>> START Listed records

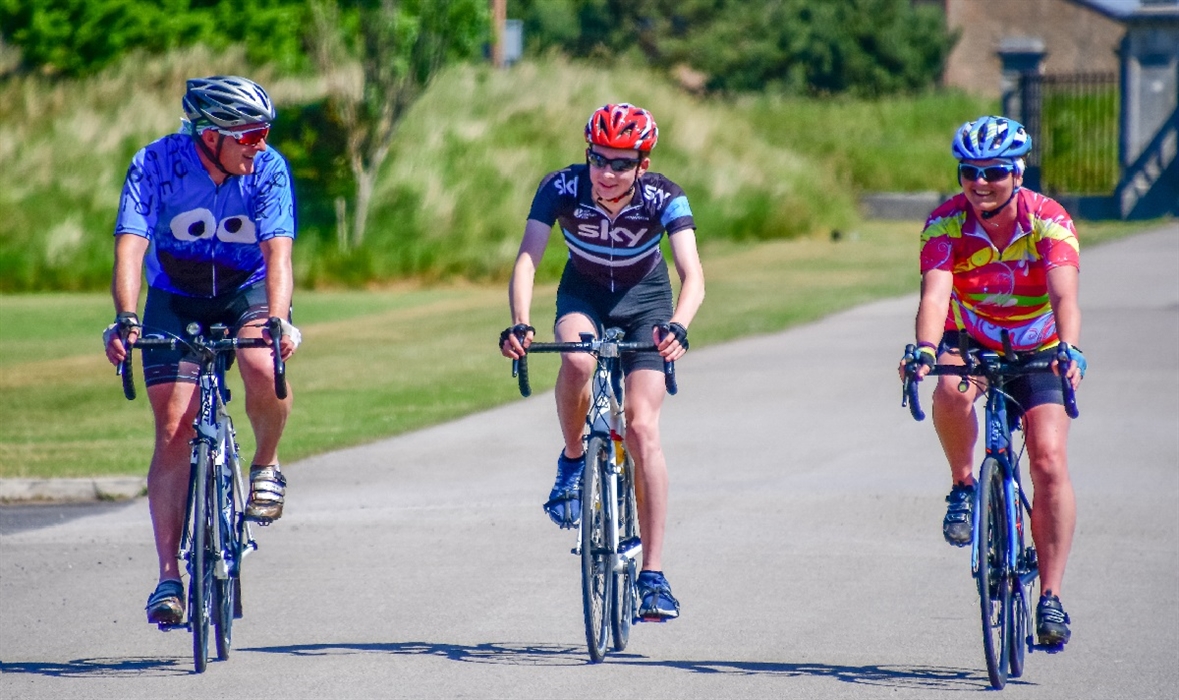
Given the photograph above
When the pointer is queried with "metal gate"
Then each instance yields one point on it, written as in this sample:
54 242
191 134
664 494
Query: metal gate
1073 123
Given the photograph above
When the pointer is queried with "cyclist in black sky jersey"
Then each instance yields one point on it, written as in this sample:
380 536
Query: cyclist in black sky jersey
612 213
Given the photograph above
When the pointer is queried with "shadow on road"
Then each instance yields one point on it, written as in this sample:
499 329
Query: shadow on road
513 654
101 667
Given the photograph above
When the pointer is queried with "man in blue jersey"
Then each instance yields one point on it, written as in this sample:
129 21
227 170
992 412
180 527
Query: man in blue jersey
210 212
612 213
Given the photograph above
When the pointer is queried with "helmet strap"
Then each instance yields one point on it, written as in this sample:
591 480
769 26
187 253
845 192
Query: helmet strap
994 212
620 197
210 154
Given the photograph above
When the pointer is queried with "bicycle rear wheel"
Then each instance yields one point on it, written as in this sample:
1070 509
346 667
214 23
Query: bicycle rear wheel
621 613
228 515
993 579
1021 608
201 563
1019 629
595 576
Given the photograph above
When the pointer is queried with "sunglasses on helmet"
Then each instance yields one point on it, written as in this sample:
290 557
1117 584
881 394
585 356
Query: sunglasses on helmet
249 137
992 173
616 164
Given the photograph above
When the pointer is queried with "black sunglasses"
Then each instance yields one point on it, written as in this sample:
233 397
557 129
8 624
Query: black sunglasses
992 173
616 164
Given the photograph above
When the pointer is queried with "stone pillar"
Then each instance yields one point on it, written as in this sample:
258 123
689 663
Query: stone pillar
1150 114
1019 57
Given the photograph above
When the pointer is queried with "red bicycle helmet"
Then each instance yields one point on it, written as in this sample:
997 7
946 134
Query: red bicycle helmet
623 126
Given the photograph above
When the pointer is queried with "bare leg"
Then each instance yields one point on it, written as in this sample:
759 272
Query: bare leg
645 395
1053 504
175 407
268 414
956 422
572 388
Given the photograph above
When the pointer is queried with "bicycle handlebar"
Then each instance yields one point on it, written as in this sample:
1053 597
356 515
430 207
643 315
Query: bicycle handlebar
202 344
990 369
520 367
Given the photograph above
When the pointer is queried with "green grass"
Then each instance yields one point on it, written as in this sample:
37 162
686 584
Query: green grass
452 198
381 362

>> END Listed records

What you need to do:
How many lines in the data above contain the string "sunglasses"? Reply with the number only.

Full response:
4